Objective >> Copy the entries from the start through the line that has "74 L 538 63", keeping every line, and shift each coordinate in the answers by adding 77 to it.
[BEGIN]
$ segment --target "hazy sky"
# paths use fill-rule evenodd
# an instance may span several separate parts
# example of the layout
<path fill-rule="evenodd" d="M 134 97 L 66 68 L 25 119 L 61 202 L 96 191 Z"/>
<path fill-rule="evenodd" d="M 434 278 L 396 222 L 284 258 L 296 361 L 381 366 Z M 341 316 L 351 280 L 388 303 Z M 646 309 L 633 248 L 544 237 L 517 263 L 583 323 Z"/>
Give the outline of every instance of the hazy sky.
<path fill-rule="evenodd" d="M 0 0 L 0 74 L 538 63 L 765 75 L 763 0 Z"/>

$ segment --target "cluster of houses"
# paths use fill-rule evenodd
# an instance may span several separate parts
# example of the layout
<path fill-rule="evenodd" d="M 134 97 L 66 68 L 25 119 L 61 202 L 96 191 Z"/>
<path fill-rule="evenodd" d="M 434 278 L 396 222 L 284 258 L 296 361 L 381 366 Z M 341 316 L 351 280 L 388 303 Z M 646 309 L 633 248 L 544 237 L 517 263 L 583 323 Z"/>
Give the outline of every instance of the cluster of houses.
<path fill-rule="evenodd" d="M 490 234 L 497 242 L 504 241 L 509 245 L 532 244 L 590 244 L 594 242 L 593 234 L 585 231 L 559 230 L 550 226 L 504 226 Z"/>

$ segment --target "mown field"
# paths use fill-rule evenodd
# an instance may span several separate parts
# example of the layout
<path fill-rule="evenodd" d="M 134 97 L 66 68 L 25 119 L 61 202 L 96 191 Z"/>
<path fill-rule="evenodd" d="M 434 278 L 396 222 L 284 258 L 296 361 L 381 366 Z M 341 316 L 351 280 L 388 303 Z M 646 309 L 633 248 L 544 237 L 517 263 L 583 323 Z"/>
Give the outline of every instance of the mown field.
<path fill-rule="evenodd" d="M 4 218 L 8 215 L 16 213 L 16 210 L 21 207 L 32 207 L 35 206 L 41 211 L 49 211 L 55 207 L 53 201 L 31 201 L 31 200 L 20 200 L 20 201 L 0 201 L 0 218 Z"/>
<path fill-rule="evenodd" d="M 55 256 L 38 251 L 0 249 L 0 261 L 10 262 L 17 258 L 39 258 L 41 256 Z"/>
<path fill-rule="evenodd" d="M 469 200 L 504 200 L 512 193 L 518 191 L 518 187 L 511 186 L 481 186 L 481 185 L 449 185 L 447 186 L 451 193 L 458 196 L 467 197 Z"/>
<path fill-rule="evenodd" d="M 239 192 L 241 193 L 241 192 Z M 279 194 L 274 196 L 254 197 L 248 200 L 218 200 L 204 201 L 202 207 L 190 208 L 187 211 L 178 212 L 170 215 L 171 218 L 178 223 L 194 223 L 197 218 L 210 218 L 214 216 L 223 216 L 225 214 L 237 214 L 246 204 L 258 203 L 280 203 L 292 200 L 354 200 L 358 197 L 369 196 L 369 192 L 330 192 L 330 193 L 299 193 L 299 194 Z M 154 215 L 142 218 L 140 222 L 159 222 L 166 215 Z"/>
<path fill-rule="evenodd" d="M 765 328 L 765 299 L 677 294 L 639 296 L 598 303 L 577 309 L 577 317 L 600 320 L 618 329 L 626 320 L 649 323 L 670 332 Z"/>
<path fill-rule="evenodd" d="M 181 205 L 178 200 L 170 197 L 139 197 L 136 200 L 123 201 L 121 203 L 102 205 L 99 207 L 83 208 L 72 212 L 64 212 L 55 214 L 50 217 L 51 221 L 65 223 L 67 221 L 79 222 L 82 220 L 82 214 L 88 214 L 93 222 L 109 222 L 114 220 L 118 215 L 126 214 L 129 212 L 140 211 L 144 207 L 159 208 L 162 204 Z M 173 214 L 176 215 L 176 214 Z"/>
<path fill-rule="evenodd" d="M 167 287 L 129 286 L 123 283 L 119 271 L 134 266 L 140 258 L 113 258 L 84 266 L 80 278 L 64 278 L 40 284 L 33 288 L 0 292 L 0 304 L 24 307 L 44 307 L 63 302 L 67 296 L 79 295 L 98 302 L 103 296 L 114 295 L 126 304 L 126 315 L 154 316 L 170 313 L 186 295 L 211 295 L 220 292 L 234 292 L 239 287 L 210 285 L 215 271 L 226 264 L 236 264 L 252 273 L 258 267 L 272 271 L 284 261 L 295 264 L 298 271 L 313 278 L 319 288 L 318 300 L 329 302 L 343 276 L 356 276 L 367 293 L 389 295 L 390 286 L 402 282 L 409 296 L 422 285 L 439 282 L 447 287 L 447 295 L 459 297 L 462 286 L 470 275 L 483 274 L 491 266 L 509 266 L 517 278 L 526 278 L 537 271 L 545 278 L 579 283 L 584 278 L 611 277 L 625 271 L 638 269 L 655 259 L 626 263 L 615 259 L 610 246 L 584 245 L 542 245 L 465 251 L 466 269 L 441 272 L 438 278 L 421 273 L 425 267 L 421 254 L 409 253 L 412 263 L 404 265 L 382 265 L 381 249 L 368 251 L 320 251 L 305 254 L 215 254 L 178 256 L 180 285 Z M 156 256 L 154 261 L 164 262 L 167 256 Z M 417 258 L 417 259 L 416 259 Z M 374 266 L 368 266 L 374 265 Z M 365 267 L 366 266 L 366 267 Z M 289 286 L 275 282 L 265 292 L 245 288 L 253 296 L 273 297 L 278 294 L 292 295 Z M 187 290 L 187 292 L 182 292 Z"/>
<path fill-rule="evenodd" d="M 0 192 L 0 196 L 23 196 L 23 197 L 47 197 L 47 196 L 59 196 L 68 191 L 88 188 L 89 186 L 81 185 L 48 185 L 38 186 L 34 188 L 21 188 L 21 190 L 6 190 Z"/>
[END]
Complete output >>
$ segment --target "hazy sky"
# paths use fill-rule evenodd
# an instance may span several separate parts
# example of the layout
<path fill-rule="evenodd" d="M 134 97 L 66 68 L 25 119 L 61 202 L 96 191 Z"/>
<path fill-rule="evenodd" d="M 434 278 L 396 222 L 284 258 L 296 361 L 381 366 Z M 341 316 L 351 280 L 388 303 Z M 646 309 L 633 248 L 544 237 L 517 263 L 583 323 Z"/>
Give the outline of every instance of the hazy sky.
<path fill-rule="evenodd" d="M 77 77 L 77 151 L 615 140 L 842 152 L 840 77 Z"/>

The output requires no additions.